- **Text shown**:
+++

She continues: “Saab is known for romantic silhouettes, with rich textiles and intricate details, the couture’s core. True to his style, he delivered delicate gold embroidery and swathes of sequins, and that’s his signature fairy-tale aesthetic.”

However, there were some designs that were a little too much for the fashion expert: “[I wasn’t a fan of the] ‘ruffle-mania,’” she said. “I couldn’t help but prefer the looks that were the most restrained.”

Elsewhere, Murad was channeling Imperial Russia in his fall-winter couture collection; think textures and patterns from the period and a nod to military suits.

Victoria’s Secret model Alessandra Ambrosio opened the show — her first time walking for the designer — in a plunging black, red and gold Tudor-style with dramatic cape.

“Murad transported us to a grand ball in St. Petersburg with regal colors, heavy fabrics and Fabergé motifs,” said Raad. “Every look was lavish. It wasn’t all about the balls, tsarinas and Fabergé eggs, though, Murad widened his scope, adding masculine elements borrowed from military uniforms, twisted to enhance femininity.”

Raad was a fan of the color palette Murad presented this month.

+++

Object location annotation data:
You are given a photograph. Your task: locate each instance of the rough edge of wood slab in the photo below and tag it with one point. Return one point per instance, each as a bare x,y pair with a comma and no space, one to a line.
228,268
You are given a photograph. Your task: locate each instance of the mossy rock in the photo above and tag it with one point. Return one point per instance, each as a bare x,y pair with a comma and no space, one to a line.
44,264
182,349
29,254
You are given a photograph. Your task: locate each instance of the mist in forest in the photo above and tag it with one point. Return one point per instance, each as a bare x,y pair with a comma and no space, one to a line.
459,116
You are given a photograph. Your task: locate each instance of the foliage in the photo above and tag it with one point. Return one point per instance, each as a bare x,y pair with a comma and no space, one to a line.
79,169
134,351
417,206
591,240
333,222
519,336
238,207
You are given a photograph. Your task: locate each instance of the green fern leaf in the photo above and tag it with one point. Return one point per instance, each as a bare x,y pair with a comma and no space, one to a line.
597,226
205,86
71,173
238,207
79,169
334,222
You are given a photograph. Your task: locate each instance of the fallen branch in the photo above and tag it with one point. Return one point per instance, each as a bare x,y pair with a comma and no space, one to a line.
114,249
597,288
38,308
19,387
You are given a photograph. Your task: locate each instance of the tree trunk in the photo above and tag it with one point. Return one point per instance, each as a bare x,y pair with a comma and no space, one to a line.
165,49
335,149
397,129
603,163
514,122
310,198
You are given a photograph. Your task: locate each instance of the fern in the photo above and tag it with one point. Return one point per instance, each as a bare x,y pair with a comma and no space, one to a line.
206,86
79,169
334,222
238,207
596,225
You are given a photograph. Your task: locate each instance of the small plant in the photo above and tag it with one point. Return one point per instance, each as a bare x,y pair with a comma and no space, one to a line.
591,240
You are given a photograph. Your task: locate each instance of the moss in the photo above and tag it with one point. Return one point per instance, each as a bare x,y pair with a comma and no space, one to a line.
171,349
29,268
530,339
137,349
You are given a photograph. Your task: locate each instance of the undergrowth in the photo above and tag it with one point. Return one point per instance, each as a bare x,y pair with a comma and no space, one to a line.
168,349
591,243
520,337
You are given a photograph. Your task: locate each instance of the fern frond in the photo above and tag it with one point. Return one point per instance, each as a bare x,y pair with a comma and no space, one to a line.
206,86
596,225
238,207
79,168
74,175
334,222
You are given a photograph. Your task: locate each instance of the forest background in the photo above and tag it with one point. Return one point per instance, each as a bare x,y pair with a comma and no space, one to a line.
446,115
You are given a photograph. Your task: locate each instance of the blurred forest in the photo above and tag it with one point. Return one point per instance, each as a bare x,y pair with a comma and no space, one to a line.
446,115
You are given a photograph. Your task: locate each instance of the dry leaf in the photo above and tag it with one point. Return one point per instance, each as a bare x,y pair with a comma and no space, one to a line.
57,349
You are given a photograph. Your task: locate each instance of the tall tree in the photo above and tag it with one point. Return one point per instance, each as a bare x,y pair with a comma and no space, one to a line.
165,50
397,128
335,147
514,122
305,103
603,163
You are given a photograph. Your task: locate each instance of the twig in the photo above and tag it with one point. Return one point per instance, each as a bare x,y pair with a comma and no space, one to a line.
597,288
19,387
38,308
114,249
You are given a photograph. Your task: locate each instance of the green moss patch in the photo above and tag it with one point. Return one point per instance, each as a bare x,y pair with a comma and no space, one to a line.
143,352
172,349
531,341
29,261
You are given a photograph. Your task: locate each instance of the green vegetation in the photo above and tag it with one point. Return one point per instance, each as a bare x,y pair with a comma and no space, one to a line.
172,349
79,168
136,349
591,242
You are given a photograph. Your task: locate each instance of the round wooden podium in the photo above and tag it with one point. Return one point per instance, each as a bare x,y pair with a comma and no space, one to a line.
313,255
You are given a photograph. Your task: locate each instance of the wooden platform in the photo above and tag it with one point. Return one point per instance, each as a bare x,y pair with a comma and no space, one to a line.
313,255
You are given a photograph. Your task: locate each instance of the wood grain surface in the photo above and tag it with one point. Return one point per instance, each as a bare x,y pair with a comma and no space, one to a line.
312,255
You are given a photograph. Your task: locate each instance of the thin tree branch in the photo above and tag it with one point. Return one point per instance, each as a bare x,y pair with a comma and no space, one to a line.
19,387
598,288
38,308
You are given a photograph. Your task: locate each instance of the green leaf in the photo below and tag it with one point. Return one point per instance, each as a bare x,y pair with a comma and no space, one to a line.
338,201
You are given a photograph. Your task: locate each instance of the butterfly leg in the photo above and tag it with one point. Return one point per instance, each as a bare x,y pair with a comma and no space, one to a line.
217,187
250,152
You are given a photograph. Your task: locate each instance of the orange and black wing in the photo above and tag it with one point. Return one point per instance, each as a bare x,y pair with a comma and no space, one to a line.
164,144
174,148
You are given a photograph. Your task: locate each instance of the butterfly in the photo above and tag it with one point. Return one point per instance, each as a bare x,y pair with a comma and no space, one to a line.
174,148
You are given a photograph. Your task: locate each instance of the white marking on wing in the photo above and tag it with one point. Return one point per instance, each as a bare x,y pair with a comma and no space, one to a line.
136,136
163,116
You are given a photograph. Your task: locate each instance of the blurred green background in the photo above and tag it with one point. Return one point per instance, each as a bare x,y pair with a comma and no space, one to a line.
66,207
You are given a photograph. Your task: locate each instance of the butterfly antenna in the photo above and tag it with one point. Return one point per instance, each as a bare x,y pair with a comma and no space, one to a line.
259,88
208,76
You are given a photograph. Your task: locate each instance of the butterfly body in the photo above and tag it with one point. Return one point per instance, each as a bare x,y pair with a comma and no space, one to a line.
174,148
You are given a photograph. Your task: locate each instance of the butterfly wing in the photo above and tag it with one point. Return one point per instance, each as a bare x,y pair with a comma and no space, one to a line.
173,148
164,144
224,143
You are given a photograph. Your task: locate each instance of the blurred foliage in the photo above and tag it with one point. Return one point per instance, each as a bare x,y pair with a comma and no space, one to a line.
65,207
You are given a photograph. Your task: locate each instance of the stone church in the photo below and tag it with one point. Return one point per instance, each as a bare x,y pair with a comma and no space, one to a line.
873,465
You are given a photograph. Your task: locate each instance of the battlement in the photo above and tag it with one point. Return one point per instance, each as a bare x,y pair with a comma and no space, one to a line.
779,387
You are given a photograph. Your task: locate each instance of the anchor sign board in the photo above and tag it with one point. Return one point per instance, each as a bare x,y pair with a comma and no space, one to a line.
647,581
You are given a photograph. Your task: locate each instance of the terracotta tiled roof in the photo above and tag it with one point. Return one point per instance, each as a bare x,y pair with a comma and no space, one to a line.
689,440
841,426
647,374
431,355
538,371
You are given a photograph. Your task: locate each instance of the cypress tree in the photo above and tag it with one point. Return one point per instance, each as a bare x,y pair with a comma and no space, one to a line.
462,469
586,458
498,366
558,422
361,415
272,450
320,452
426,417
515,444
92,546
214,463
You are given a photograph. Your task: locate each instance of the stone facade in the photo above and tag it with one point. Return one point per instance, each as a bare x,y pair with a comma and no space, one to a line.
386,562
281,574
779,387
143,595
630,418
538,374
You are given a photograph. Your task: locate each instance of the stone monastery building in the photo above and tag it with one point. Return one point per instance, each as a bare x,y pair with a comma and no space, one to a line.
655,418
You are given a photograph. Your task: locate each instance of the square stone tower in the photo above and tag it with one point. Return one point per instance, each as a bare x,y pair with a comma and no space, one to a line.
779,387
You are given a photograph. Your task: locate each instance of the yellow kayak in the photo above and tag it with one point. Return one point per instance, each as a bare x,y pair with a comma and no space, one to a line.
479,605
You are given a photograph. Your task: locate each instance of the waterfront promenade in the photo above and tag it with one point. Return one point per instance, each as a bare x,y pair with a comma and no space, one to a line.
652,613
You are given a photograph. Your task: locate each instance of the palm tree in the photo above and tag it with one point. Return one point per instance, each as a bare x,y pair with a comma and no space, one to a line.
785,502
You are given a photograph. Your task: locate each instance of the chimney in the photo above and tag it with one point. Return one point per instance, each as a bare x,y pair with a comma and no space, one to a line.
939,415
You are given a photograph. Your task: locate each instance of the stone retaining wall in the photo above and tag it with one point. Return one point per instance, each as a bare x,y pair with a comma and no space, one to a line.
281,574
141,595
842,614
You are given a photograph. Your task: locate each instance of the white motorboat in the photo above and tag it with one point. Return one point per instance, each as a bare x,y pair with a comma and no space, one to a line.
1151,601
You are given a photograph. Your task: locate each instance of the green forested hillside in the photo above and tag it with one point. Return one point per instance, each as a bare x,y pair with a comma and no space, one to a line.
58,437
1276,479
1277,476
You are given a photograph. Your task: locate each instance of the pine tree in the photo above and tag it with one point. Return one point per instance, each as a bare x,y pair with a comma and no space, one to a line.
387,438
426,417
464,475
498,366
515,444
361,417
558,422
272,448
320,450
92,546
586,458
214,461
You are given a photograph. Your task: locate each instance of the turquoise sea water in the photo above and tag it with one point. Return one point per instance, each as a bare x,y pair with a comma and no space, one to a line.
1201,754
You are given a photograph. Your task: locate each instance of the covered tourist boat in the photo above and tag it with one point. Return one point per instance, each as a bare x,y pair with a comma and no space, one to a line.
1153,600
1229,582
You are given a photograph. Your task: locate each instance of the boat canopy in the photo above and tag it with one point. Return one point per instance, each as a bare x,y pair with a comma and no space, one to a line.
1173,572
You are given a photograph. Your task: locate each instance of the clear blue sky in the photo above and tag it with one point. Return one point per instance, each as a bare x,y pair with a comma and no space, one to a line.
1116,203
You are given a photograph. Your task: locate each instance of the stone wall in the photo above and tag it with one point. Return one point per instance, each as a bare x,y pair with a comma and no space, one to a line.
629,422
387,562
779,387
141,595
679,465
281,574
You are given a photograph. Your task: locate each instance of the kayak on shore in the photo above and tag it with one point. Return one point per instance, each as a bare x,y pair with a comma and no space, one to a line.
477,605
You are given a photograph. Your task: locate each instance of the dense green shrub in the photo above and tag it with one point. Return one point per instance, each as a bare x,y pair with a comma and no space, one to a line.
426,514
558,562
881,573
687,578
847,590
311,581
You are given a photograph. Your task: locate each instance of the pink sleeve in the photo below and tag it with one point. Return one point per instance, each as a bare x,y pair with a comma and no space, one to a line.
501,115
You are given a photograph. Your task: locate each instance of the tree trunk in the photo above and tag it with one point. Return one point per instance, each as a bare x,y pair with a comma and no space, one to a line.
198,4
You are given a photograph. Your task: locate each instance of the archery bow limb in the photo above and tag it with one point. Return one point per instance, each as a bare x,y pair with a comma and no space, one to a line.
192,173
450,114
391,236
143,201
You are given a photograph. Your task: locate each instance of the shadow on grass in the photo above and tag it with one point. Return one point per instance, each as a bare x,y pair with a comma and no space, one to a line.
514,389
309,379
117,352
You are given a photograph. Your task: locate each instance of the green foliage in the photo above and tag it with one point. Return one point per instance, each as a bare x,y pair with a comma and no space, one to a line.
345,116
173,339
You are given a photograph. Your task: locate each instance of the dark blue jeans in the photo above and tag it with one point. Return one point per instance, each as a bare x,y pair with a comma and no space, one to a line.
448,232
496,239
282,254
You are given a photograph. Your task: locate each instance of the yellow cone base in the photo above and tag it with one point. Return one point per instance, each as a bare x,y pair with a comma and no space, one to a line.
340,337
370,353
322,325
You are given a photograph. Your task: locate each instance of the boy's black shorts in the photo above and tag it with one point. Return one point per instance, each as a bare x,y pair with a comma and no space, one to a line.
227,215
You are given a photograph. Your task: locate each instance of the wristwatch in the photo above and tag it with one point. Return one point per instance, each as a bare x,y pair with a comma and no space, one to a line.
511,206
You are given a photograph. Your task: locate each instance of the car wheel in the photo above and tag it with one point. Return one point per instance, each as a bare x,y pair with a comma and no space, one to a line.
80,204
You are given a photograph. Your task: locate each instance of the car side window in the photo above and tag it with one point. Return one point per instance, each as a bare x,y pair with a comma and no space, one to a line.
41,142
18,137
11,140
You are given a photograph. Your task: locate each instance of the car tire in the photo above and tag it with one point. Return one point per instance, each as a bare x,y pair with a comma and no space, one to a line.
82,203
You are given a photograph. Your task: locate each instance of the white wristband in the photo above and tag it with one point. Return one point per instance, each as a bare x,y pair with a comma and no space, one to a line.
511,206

+++

- **Directives**:
**1)** Find every line in the records that contains the string "leaf" and copy each one.
**2)** Pick up the text on the fall-winter couture collections right after its last sentence and keep it going.

- **Answer set**:
**1)**
You are given a photograph. Your task: locate each instance of the green fern leaf in the photo above and tag it with one point. Return one point per instance, each as a bare x,y pair with a comma and no space, one to a line.
You are given a photograph. Your task: locate each instance of the dry leaf in the photo above and tag it with one point. Return one point per instance, each as a bare x,y pair with a comma and no space, one to a line.
You are given a photograph. Your task: locate each instance of the green leaf in the photo below and tag it with one point. Return one point per instance, each as a bare x,y pair with a comma and no space, one to a line.

**2)**
“The dark palette along with elaborate embroideries, and floral and arabesque motifs applied in bronze, gold and silver, transported us to a mysterious world,” she said. “From bright blue, rich red accents, to pale hues of green, grey, blue and ivory, the colors served as a luxurious backdrop for elaborate beadwork.

“Rich fabrics like velvet, duchesse satin, lace and chiffon were used in a harmonious palette,” she continued. “With this profusion of opulence, this collection looked more womanly than girly.”

Most fashion media agreed that both collections were beautiful, presenting something for every exclusive client of theirs. All that remains to be seen is who is going to be walking the red carpet or attending events in one of Saab’s or Murad’s creations this awards’ season.

What’s clear, though, is that one of the keys to the pair’s success is that they’re never afraid to push boundaries and create something new.

And sometimes, it’s okay to go big.

“I guess, for some designers, more is more in couture,” Raad concluded.